## TAREFAS A CUMPRIR
• a. Diga se cada afirmação abaixo está de acordo com o texto selecionado e responda sim ou não, citando as palavras do texto que decidem a questão. (i) Os nubentes podem apresentar eletronicamente a documentação exigida no requerimento da habilitação. (ii) Quando os nubentes sabem escrever, a celebração exige ao menos três testemunhas. (iii) Se o casamento ocorrer em edifício particular, as portas podem ficar fechadas.
• b. Segundo o texto selecionado, quantas testemunhas são exigidas quando algum dos nubentes não puder ou não souber escrever?
• c. Liste todos os dispositivos legais com número de artigo citados no texto selecionado.

## TEXTO SELECIONADO
○ ○ ○ ○ ○

2. Atos eletrônicos ao longo do procedimento de casamento.

A Lei do SERP prestigia a prática de atos de modo eletrônico ao longo do procedimento do casamento.

Por isso, é assegurado aos nubentes, eletronicamente, apresentar a documentação exigida no momento do requerimento da habilitação do casamento (art. 67, § 4º-A, da LRP), bem como celebrar o casamento por sistema de videoconferência que assegure a livre manifestação de vontade dos nubentes (art. 67, § 8º, da LRP).

No tocante a essa última hipótese, é preciso interpretar o art. 67, § 8º, da LRP sistematicamente com o art. 1.534 do CC, que exige que a celebração ocorra com “toda publicidade, a portas abertas, presentes, pelo menos, duas testemunhas” ou, no caso de qualquer dos nubentes não puder ou não souber escrever, “quatro testemunhas”.[2] As portas devem permanecer abertas mesmo se o casamento ocorrer em edifício particular, tendo em vista a necessidade de publicidade do ato (art. 1.534 do CC).

○ ○ ○ ○ ○

## DADOS COLETADOS
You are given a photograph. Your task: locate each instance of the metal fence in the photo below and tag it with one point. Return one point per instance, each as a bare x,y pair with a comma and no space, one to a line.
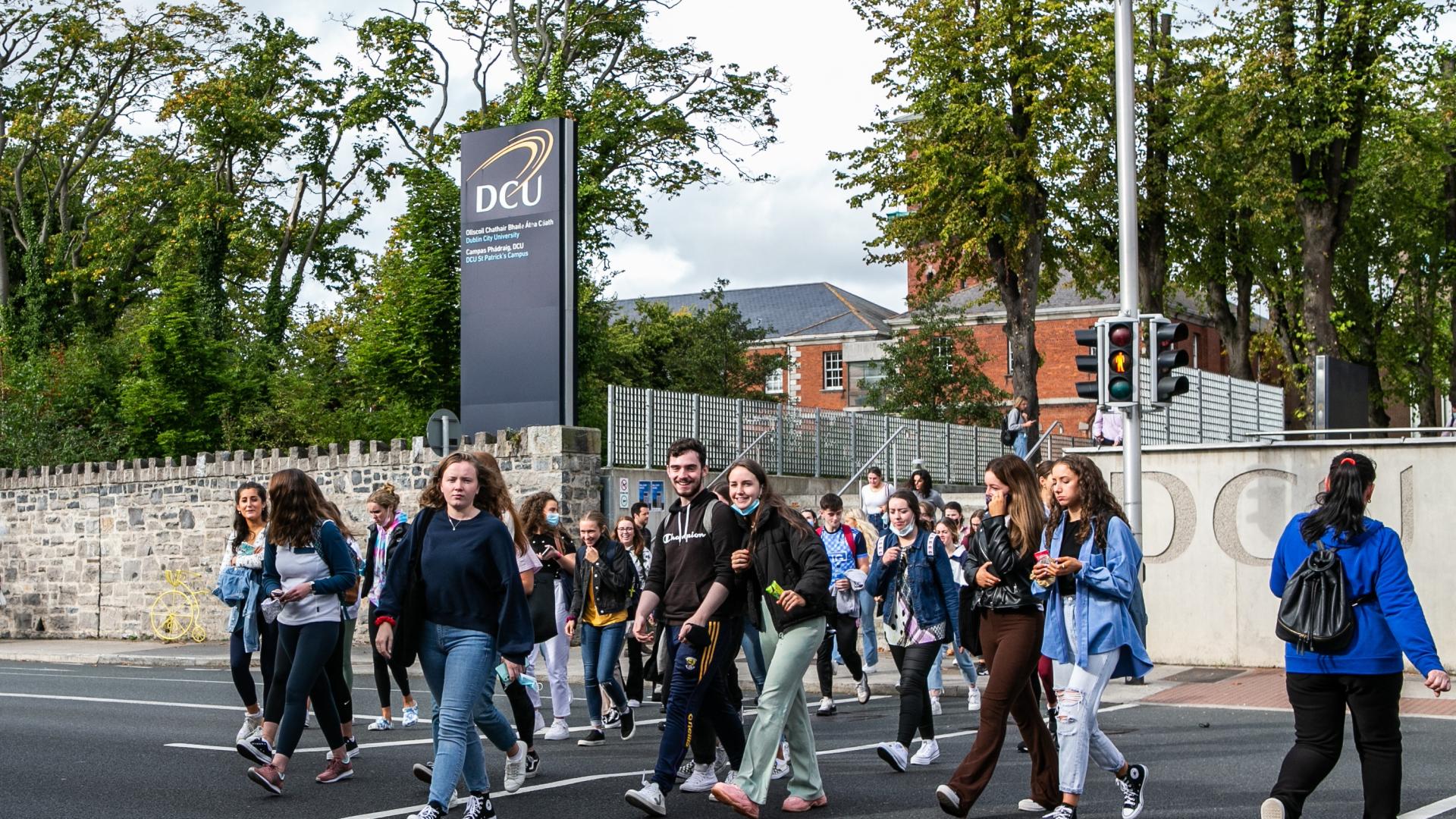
795,441
1216,409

○ ○ ○ ○ ○

## LISTA DE RESPOSTAS
• a.
(i) Sim: "é assegurado aos nubentes, eletronicamente, apresentar a documentação exigida no momento do requerimento da habilitação do casamento".
(ii) Não: "presentes, pelo menos, duas testemunhas".
(iii) Não: "As portas devem permanecer abertas mesmo se o casamento ocorrer em edifício particular".

• b. Quatro testemunhas.

• c.
- art. 67, § 4º-A, da LRP
- art. 67, § 8º, da LRP
- art. 1.534 do CC